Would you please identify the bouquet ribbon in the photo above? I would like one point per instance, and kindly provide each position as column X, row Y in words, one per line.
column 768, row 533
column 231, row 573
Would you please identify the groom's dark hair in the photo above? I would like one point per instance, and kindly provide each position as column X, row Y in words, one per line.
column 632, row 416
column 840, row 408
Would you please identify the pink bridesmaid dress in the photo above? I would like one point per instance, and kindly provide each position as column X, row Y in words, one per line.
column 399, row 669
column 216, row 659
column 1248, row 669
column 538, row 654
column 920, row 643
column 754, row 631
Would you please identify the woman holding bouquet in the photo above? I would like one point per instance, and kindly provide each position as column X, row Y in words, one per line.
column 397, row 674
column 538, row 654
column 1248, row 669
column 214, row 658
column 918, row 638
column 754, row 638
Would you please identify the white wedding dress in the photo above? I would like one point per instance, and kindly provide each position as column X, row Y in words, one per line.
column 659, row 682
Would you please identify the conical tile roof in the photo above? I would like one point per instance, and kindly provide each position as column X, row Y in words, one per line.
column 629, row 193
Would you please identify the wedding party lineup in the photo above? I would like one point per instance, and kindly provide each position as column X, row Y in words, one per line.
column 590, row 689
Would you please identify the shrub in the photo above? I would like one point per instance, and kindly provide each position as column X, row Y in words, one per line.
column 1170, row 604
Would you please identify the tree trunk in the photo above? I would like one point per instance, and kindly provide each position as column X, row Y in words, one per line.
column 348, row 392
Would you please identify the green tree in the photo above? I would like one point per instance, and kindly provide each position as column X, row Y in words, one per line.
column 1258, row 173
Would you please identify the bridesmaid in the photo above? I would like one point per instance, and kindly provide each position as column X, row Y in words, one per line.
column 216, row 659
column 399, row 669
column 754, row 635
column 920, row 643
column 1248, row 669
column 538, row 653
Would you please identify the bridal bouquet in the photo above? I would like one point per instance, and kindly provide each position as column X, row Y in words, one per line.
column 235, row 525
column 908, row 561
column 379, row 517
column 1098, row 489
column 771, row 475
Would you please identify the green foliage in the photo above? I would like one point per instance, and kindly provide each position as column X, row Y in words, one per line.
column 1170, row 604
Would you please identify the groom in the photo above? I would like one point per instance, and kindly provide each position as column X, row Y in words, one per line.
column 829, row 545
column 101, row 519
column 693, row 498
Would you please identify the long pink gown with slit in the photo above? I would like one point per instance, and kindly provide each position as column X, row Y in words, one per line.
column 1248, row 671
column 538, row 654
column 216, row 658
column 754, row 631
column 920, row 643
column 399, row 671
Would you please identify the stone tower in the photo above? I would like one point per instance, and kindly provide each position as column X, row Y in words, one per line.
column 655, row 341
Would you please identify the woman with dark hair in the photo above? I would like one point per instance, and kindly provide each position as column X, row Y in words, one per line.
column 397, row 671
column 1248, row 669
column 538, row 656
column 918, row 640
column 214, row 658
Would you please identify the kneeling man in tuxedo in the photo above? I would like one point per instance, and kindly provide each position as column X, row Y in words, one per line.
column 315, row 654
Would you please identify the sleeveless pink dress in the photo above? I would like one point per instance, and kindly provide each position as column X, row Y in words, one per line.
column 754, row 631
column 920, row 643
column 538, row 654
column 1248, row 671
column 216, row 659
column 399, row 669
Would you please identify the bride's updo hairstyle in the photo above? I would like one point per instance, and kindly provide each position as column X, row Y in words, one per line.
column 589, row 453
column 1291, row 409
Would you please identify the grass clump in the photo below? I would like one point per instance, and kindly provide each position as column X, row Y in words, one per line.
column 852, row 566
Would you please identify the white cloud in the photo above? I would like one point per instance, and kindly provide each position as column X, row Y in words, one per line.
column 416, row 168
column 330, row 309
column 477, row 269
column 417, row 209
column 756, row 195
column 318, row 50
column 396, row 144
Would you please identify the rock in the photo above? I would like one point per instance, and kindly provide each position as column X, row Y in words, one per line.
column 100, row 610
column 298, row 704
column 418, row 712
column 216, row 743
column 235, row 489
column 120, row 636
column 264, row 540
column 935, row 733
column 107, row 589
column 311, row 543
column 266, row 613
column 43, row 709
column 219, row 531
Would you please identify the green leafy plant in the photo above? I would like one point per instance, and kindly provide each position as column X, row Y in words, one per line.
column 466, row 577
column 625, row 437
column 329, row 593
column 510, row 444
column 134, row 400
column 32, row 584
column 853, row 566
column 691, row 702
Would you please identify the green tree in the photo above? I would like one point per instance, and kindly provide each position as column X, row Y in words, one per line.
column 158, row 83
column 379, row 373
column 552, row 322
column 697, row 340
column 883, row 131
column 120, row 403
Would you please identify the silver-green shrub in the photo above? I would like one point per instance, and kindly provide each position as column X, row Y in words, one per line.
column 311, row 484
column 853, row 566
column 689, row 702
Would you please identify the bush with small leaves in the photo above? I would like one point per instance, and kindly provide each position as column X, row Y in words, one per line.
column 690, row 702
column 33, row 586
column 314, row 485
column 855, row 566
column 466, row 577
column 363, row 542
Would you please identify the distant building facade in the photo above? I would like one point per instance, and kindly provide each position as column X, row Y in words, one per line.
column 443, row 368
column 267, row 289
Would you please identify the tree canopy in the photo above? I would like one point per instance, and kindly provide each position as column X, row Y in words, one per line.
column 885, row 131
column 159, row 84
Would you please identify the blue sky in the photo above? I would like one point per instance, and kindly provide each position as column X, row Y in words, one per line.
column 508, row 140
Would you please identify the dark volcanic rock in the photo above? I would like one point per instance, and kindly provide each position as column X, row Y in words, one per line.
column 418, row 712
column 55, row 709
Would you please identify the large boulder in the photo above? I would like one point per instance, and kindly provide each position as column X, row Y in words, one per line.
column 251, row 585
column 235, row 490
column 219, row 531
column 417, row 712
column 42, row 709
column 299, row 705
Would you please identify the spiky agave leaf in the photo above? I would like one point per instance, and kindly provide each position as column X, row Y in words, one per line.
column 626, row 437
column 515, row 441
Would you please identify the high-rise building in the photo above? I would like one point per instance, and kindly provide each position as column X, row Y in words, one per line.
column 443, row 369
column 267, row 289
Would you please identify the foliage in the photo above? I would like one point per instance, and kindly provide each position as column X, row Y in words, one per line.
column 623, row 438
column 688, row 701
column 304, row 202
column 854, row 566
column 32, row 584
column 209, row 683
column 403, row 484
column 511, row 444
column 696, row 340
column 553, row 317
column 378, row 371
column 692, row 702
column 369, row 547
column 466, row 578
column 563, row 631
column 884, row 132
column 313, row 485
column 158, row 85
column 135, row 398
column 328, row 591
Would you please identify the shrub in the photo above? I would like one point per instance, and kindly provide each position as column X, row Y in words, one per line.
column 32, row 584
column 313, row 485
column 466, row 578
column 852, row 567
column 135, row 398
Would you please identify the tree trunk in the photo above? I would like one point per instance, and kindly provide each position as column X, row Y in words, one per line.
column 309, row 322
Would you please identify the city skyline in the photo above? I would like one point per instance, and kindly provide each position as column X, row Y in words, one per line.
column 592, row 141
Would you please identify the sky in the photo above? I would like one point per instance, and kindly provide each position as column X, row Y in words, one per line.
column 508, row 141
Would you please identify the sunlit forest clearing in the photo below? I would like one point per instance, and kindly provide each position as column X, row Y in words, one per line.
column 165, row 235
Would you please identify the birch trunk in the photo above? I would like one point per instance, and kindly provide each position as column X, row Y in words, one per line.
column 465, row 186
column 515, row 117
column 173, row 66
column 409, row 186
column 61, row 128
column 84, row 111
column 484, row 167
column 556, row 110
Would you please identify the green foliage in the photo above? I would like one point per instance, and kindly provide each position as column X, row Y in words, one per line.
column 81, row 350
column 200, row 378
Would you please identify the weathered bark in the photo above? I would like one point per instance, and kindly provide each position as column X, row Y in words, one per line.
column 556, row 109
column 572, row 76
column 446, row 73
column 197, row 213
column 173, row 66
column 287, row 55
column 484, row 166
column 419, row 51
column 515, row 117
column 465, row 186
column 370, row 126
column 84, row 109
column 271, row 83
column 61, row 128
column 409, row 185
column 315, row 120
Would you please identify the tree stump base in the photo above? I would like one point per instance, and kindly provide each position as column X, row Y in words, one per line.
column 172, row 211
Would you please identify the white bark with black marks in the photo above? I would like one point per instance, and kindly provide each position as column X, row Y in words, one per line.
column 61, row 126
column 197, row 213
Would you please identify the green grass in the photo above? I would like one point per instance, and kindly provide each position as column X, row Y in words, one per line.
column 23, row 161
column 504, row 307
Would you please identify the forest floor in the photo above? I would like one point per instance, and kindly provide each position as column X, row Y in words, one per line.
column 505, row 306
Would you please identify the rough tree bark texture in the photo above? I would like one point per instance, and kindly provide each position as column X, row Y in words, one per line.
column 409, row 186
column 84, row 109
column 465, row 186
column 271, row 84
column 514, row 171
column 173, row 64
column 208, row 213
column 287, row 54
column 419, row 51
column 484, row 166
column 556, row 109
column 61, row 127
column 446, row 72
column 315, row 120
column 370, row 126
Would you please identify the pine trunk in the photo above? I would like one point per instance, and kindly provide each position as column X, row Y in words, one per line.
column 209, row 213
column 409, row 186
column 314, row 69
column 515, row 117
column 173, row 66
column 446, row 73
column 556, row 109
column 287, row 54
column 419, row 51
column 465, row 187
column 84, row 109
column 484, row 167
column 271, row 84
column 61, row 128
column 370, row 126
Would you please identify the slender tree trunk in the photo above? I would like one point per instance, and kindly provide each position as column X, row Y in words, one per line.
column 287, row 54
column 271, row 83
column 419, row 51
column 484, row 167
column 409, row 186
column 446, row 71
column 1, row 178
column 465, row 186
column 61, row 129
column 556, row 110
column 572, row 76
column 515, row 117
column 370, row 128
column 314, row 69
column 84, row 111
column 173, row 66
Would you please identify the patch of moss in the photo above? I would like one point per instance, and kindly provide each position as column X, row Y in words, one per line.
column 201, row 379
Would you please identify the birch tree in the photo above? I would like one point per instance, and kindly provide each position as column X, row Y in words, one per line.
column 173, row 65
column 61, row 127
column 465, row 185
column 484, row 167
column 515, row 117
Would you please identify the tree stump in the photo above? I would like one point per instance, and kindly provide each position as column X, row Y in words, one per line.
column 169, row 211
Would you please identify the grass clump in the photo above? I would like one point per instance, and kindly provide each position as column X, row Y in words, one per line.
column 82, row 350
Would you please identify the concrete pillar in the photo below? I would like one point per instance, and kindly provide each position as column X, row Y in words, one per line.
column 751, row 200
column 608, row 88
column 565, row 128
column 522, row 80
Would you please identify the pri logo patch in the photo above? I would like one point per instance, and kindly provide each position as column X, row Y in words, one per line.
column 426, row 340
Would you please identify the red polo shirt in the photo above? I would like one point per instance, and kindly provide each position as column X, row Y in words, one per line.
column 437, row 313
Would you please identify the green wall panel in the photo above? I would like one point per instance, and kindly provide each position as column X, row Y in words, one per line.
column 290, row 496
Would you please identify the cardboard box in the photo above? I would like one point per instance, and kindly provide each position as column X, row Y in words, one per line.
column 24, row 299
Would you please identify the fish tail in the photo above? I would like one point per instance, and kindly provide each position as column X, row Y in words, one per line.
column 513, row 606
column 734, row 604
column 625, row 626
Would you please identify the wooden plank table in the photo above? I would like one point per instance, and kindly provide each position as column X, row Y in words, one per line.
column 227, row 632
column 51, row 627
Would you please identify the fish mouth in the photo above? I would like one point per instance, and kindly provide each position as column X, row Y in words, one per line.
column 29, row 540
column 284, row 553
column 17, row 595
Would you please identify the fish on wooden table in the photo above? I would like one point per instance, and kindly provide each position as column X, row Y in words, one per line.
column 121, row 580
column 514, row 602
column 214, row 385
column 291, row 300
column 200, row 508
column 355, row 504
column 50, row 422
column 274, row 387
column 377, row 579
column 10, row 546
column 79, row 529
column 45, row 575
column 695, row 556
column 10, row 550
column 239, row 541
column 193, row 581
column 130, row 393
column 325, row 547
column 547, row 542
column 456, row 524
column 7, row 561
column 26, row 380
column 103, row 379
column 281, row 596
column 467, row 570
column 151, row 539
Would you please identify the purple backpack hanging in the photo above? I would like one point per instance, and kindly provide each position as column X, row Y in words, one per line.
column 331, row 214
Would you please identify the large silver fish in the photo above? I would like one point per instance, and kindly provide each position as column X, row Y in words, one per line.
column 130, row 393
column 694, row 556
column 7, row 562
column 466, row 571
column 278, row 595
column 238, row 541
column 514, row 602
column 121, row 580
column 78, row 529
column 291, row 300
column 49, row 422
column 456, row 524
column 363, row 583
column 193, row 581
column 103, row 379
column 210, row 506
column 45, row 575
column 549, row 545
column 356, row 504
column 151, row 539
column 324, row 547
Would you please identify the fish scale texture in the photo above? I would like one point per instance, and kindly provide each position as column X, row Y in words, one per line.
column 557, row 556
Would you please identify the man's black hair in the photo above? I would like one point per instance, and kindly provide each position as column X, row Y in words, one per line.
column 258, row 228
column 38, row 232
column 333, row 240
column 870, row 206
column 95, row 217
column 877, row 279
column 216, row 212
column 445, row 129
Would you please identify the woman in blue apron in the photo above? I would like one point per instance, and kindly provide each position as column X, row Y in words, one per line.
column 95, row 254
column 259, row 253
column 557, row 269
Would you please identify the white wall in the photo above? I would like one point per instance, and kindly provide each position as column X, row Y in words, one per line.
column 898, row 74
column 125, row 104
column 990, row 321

━━━━━━

→ What you need to do:
Retype the items exactly as they appear, from the line with "Would you please identify the sunlit" up to and including the line with "column 165, row 235".

→ Written answer:
Would you please identify the sunlit forest clearing in the photo below? I would like one point per instance, and kindly provide each position as column X, row Y in words, one per line.
column 165, row 235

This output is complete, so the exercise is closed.